[Extracted entries]
◇ ◇ ◇ ◇ ◇ ◇ ◇

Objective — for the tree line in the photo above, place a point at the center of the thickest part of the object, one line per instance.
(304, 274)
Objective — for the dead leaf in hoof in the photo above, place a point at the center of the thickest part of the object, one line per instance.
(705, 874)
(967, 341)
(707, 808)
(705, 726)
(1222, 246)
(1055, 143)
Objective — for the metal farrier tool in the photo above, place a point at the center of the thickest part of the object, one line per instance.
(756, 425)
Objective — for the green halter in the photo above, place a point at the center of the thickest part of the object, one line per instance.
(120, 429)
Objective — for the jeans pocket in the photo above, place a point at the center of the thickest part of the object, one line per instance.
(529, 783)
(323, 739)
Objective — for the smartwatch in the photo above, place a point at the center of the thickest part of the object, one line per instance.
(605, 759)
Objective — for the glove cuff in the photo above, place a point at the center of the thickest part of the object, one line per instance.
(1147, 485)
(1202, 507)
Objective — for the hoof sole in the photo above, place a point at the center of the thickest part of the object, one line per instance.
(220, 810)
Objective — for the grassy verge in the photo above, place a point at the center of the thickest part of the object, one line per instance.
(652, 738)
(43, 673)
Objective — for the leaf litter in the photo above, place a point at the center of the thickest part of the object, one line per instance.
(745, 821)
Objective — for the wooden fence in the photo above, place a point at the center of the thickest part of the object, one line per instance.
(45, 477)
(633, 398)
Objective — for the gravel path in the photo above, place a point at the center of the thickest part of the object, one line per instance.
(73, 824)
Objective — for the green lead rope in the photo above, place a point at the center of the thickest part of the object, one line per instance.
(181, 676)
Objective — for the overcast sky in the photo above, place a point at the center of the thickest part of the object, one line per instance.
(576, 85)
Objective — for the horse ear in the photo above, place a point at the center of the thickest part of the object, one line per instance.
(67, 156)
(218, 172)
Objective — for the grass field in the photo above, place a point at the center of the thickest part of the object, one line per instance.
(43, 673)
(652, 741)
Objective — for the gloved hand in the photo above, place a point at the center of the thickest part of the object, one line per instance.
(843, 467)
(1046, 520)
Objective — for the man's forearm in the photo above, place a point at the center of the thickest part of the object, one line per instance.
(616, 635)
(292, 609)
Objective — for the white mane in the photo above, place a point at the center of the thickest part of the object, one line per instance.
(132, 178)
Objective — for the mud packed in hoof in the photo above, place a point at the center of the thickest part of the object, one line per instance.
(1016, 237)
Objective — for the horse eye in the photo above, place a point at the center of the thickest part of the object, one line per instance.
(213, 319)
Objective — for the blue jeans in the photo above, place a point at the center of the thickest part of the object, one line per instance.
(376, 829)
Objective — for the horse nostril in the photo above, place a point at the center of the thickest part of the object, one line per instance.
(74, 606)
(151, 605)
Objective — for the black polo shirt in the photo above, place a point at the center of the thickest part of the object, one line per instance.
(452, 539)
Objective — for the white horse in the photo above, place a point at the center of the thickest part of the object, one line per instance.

◇ ◇ ◇ ◇ ◇ ◇ ◇

So that nothing is lost, transcribe each entry exactly as written.

[Response]
Objective — for the tree line in the photo above, place a point at the center of the thickest part of the object, one line per instance.
(304, 274)
Objective — for the dead leaf in hoof in the photo above, place a point at the center of the thickest part of the object, one line per instance.
(705, 874)
(967, 341)
(707, 808)
(705, 726)
(1222, 246)
(1055, 143)
Objective — for the metal farrier tool in the photo above, place a point at the center of the thickest part of the object, one line per instance.
(756, 425)
Objective — for the green halter in the photo above, place a point at the center of the thickest part of the object, one line per instance.
(120, 429)
Objective — for the jeans pocket in the photo above, place a point at the center of the thickest part of the object, one line per instance.
(529, 783)
(323, 739)
Objective — for the smartwatch in the photo above, place a point at the center of the thickest part of the object, one line per instance.
(605, 759)
Objective — for the glove cuff in the photo above, place a point at the center of the thickest part of the object, one line per instance.
(1147, 485)
(1202, 507)
Objective — for the hoof sole in the photo above, place a point at the center of the thickest part of the object, one line per instance.
(220, 810)
Objective — for the grassy verge in the photo above, place a point at the center of the thickest part of the object, one line per instance.
(652, 738)
(43, 673)
Objective — for the leaf litter in the photo above, place a point at the center of the thickest part of the object, one line per instance.
(745, 821)
Objective — for the wooden fence in the photo above, place a point at the center of the thickest part of the object, one line per instance.
(45, 477)
(633, 398)
Objective — for the gravel path in the photo above, place a point at the center of the thickest part of the object, one line per instance.
(73, 824)
Objective — for the green lead rope in the photo above, place a point at the center of the thickest part of the object, one line per instance.
(181, 676)
Objective — for the overcast sky in the photo above, place a point at the center of the thickest part of the object, one line per instance.
(576, 85)
Objective — for the horse ear in the photo above, place a point at the center of the thickest part of the object, one line per instance.
(67, 156)
(218, 172)
Objective — for the grass field in the photo above, place a point at the center of the thickest part of the object, one line per instance.
(43, 673)
(652, 741)
Objective — for the gloved hand in the photo above, place a point at the center of the thickest part of the object, one line per instance.
(843, 467)
(1046, 520)
Objective — for the man's forearm in the photo above, place a point at the center of the thickest part of the object, one line per instance.
(616, 635)
(292, 609)
Objective — for the white mane in the photo above, place a point at the center of the thickest part of the object, one line per instance.
(132, 178)
Objective — for the mud packed in hoof in the photo above, place a point at the center of the thickest part of the object, one line per instance.
(1016, 237)
Objective — for the horse eye in the photo above, place a point at the center of the thickest part of the object, one line per instance.
(213, 319)
Objective — for the blue jeans in the photo above, place a point at the center of the thickest part of the object, one line per instance.
(376, 829)
Objective — for the horse nostril in the photo above, place a point at the center of the thickest part of the object, one line per instance.
(74, 606)
(151, 605)
Objective — for the black polo shirt in the photo above, place a point at the center of the thickest part of the object, one line per instance.
(452, 539)
Objective — for the white horse in the photo above, place a point at the center of the thickest part of the object, one line per instance.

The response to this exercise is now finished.